▸ Work order: The lines to return are those below that contain the word "metal".

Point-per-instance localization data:
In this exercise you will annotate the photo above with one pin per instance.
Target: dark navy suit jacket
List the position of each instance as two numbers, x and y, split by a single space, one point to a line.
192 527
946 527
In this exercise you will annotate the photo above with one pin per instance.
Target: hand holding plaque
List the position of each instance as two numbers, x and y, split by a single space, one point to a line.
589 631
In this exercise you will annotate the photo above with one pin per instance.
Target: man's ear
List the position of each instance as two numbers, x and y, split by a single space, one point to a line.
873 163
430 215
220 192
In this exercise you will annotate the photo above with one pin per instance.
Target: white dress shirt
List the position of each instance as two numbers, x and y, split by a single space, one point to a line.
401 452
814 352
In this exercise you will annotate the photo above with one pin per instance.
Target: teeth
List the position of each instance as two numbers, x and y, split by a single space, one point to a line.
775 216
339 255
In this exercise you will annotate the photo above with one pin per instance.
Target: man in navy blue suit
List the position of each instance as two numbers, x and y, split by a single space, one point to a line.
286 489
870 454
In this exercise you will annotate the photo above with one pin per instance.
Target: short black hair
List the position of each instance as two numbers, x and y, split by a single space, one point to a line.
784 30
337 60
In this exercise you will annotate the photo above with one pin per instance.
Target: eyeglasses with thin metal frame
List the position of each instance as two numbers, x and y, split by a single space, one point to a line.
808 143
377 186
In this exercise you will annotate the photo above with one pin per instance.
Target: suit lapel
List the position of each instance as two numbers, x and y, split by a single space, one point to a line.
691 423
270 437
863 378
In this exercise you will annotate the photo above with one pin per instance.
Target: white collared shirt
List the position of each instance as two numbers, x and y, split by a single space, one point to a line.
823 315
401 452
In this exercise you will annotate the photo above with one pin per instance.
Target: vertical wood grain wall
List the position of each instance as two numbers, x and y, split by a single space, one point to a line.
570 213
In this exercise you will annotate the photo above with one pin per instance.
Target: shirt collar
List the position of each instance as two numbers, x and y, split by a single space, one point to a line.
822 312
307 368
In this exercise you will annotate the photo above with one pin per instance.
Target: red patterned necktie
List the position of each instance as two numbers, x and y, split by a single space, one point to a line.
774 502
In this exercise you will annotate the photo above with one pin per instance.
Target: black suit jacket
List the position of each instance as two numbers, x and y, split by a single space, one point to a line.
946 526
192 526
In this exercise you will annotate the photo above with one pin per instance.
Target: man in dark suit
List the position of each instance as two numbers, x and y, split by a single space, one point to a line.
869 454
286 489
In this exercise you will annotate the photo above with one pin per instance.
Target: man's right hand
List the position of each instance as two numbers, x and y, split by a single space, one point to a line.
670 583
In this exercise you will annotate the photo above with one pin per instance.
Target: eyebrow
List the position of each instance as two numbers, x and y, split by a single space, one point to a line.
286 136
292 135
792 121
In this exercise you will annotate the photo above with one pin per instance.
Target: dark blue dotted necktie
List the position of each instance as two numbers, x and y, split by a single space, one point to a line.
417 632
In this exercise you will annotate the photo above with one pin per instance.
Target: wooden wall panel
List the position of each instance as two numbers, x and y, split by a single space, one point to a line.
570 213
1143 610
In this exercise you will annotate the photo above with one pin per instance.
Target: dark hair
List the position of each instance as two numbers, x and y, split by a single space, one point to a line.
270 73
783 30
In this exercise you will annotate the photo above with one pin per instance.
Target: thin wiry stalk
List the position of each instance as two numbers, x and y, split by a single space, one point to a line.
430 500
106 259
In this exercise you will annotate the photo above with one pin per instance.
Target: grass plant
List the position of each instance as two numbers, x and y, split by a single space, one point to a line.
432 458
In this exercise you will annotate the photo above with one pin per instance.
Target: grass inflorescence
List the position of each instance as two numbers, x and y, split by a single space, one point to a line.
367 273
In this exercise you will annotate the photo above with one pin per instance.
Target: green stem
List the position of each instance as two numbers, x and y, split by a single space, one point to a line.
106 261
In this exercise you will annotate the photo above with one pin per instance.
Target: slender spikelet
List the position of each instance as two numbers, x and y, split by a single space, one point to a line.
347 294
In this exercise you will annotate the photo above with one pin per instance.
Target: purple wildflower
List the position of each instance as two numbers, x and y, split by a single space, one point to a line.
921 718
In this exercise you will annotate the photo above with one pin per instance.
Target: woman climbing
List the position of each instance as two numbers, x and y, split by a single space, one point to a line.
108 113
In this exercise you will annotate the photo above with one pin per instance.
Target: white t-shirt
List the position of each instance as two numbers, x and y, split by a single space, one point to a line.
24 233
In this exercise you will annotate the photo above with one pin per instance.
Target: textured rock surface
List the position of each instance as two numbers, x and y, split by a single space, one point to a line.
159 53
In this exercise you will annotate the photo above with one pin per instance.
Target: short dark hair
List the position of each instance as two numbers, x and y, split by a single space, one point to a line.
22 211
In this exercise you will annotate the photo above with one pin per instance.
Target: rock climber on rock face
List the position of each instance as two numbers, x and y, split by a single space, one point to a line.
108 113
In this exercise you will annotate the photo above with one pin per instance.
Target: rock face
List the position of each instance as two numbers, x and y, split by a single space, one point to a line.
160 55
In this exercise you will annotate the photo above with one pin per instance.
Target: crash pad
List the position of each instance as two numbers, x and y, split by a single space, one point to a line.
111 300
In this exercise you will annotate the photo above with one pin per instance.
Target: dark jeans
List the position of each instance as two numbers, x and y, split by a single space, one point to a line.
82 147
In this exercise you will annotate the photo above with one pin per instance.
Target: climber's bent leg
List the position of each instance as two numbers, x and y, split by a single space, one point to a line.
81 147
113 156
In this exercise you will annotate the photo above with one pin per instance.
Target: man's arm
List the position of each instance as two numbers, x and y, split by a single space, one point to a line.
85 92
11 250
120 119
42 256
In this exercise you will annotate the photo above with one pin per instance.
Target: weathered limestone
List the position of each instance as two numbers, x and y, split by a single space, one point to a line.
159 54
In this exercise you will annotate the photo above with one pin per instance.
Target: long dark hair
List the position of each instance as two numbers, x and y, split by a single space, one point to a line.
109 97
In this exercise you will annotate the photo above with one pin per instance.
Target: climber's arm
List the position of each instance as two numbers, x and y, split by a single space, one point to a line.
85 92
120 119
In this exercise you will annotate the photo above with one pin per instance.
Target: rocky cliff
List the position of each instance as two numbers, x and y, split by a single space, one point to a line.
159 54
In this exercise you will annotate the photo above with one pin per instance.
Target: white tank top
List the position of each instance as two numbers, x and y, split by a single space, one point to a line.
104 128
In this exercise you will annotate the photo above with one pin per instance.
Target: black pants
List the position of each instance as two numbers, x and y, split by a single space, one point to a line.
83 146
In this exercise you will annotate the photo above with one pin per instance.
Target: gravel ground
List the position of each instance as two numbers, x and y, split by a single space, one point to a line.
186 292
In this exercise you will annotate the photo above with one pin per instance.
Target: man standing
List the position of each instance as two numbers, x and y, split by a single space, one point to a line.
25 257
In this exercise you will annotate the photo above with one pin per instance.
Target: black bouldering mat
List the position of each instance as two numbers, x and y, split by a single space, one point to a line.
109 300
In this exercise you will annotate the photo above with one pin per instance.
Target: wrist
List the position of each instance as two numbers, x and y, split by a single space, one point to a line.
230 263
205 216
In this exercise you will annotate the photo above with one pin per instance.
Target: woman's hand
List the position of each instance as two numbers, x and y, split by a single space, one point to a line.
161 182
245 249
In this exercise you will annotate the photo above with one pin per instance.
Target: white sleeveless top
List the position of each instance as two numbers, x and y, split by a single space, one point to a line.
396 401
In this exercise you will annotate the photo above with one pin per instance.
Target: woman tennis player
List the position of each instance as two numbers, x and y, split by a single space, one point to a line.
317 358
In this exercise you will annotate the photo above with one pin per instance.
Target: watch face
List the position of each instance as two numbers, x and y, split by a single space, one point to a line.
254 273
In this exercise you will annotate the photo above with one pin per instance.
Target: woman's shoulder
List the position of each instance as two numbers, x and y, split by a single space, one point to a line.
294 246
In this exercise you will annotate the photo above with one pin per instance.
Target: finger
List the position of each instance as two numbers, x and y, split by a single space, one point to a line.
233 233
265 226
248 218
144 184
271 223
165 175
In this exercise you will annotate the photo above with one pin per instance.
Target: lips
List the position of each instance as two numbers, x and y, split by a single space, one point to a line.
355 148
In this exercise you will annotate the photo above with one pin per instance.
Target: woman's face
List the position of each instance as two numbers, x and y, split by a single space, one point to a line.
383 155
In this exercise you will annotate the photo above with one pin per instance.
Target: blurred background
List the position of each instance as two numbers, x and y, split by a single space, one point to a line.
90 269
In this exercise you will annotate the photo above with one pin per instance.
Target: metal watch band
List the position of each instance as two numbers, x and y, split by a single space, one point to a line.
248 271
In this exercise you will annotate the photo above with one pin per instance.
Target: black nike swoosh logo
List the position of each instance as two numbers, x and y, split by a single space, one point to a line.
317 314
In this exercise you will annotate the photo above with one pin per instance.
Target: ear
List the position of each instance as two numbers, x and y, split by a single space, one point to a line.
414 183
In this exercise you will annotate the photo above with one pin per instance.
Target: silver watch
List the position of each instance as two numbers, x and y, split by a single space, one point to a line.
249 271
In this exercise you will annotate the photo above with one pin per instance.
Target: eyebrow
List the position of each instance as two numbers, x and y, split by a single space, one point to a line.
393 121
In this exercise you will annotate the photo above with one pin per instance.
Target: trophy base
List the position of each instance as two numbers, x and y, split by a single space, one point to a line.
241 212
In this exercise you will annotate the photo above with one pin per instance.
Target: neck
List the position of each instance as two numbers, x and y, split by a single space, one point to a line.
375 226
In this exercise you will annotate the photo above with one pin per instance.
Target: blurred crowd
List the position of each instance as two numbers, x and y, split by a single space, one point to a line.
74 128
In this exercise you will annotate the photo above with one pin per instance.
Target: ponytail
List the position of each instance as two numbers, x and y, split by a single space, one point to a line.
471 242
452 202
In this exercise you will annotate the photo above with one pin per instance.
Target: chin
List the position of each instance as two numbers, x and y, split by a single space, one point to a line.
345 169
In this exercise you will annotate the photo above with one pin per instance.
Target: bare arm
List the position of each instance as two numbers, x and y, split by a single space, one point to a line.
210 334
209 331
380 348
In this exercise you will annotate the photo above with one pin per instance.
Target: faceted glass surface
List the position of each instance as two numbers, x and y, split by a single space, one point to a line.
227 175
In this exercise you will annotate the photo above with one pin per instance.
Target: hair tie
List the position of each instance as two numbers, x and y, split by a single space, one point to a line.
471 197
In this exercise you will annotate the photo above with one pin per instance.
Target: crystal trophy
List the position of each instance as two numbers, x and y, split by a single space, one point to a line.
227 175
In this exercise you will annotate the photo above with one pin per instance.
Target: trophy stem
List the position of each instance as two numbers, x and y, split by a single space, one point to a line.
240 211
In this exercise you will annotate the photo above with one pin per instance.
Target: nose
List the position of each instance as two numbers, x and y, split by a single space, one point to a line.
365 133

▸ Reply:
Target: eyeglasses with thin metal frame
Target: metal watch band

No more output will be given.